Task objective
For the records below, print every one exactly, with nothing dropped.

Data excerpts
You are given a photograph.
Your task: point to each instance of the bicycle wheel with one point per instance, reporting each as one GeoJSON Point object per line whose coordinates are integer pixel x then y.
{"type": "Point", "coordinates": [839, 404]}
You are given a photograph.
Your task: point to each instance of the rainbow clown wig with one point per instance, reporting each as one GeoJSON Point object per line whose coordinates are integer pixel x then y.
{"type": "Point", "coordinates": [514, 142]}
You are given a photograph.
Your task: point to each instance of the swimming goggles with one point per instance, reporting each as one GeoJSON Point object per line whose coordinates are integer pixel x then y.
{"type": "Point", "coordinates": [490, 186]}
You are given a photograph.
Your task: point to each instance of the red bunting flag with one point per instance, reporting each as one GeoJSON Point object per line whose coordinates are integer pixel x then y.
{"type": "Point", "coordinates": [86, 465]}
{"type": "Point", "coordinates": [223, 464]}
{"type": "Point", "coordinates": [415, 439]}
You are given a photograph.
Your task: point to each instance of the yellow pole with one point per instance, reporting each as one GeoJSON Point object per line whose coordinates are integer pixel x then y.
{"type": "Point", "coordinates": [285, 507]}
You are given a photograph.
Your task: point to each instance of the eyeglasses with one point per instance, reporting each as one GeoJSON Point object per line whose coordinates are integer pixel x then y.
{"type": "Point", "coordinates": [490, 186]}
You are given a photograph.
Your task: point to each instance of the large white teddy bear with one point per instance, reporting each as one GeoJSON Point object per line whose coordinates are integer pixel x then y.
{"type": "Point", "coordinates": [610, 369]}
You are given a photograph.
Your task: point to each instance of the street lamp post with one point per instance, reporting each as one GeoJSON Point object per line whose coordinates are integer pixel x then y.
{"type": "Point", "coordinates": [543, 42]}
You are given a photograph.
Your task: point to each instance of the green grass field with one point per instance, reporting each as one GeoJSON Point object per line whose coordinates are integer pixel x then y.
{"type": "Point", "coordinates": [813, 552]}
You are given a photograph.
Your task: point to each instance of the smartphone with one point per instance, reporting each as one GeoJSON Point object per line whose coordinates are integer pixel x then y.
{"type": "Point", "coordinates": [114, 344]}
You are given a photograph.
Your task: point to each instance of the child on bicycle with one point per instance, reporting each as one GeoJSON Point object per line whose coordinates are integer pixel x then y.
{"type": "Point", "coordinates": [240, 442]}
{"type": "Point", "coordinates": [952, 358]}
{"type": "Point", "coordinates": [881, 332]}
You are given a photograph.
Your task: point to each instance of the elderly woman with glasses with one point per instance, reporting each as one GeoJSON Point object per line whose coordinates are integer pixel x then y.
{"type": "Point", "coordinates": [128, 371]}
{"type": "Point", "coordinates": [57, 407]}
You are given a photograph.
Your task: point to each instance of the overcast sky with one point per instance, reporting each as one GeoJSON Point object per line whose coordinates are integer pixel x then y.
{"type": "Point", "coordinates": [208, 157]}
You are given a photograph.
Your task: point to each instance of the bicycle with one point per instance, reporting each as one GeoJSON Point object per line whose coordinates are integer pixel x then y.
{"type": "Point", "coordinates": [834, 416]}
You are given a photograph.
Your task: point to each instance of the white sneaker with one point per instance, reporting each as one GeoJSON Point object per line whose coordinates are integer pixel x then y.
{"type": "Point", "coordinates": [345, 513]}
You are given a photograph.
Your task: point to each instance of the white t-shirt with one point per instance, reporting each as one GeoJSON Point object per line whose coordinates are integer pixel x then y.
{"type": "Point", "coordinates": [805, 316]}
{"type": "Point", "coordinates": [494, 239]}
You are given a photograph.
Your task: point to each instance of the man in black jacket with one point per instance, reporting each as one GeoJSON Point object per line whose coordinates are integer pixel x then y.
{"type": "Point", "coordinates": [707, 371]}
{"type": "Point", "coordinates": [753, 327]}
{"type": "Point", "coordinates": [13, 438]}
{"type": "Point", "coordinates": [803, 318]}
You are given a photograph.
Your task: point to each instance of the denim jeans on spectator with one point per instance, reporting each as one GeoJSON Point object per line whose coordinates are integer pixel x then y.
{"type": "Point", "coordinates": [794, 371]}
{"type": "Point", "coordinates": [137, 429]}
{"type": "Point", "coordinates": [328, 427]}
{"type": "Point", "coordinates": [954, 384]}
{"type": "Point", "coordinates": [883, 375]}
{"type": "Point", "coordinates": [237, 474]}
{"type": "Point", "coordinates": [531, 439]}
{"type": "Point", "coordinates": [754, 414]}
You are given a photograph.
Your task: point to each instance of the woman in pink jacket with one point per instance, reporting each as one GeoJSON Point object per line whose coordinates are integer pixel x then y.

Exercise result
You are given a photograph.
Your task: point to each instance of the bicycle wheel with one point per instance, reporting each as one GeoJSON Point object per line whose coordinates are integer pixel x then y.
{"type": "Point", "coordinates": [839, 404]}
You are given a photograph.
Your task: point to each instance of the rainbow clown wig with one point per instance, reporting each as one GeoJSON Point object per line whose coordinates are integer pixel x then y.
{"type": "Point", "coordinates": [514, 142]}
You are given a photograph.
Your task: point to each instance of the swimming goggles with one point per instance, reporting each as one GeoJSON Point object per line whose coordinates are integer pixel x then y.
{"type": "Point", "coordinates": [490, 186]}
You are given a photograph.
Your task: point to each instance of the red bunting flag with one point per instance, reporting each as one GeoJSON Point object per line whose coordinates are integer pixel x then y.
{"type": "Point", "coordinates": [86, 465]}
{"type": "Point", "coordinates": [223, 464]}
{"type": "Point", "coordinates": [415, 439]}
You are given a photograph.
Your task: point to each instance of the yellow pole with one point per instance, reporting each as one GeoJSON Point object per line whose coordinates are integer pixel x then y.
{"type": "Point", "coordinates": [285, 507]}
You are given a photograph.
Your task: point to each instance of the eyeglasses with one point per instance, reporting each as one GeoJSON Point object per line whose coordinates are integer pixel x then y.
{"type": "Point", "coordinates": [490, 186]}
You are given a photograph.
Your task: point to each instance of the large white teddy bear with one point per instance, reporting each as one GeoJSON Point object per line whose coordinates are integer pixel x then y.
{"type": "Point", "coordinates": [610, 369]}
You are given a photograph.
Your task: point to each instance of the street lamp post with one point per instance, reporting each as one GeoJSON Point object per line whose coordinates are integer pixel x then y.
{"type": "Point", "coordinates": [543, 42]}
You are given a photograph.
Your task: point to each instance of the green grass field with one point per instance, reporting each as one GeoJSON Point object per line whose coordinates are integer pixel x then y.
{"type": "Point", "coordinates": [813, 552]}
You are given a photograph.
Your task: point to each instance of the smartphone with one point per instance, reporting each as one GeoJSON Point object per line whose coordinates are integer pixel x then y.
{"type": "Point", "coordinates": [114, 344]}
You are given a photograph.
Your task: point to each instance of the child on bicycle with one point per instance, reporting each as one GeoJSON Point object per line whose coordinates are integer pixel x then y.
{"type": "Point", "coordinates": [240, 442]}
{"type": "Point", "coordinates": [952, 358]}
{"type": "Point", "coordinates": [881, 332]}
You are given a photograph.
Your task: point to each instance of the elderly woman with glasses with one point per instance, reporting each as one GeoJSON Point object per line whose coordinates are integer pixel x then y.
{"type": "Point", "coordinates": [128, 371]}
{"type": "Point", "coordinates": [57, 407]}
You are given a photograph.
Your task: point to each instance of the overcast sky with one point per instance, reporting each as one GeoJSON Point object per line whose coordinates are integer pixel x then y.
{"type": "Point", "coordinates": [208, 157]}
You are given a photograph.
Your task: point to each instance of the bicycle with one point per instance, reporting each as one GeoJSON Point object per line whose coordinates are integer pixel x then y.
{"type": "Point", "coordinates": [834, 416]}
You are given a photograph.
Your task: point to each instance of the white sneaker with one point per instance, reporting each as one GeoJSON Point object per line whose coordinates are integer pixel x then y.
{"type": "Point", "coordinates": [345, 513]}
You are given a photograph.
Your task: point to each instance of the white t-shirt with one point per instance, reporting each as one GeoJSON Point object per line whose coordinates are integer pixel x then y.
{"type": "Point", "coordinates": [805, 316]}
{"type": "Point", "coordinates": [494, 239]}
You are given a photograph.
Your task: point to each instance of the man in black jacket with one point per instance, reporting each as one GeoJSON Point object per line whose coordinates are integer pixel x then y.
{"type": "Point", "coordinates": [707, 371]}
{"type": "Point", "coordinates": [753, 327]}
{"type": "Point", "coordinates": [13, 438]}
{"type": "Point", "coordinates": [803, 318]}
You are given a photograph.
Your task: point to each instance of the denim jeans on spectator with one point per instance, reporting each as one GeoJSON Point object per line whose coordinates are integer pixel x then y.
{"type": "Point", "coordinates": [794, 371]}
{"type": "Point", "coordinates": [137, 429]}
{"type": "Point", "coordinates": [328, 427]}
{"type": "Point", "coordinates": [954, 384]}
{"type": "Point", "coordinates": [883, 375]}
{"type": "Point", "coordinates": [237, 474]}
{"type": "Point", "coordinates": [531, 439]}
{"type": "Point", "coordinates": [754, 414]}
You are given a photograph.
Your task: point to each instance of the woman in pink jacket with one point per instance, reporting each as one GeoJSON Point object per line whose coordinates are integer pixel x then y.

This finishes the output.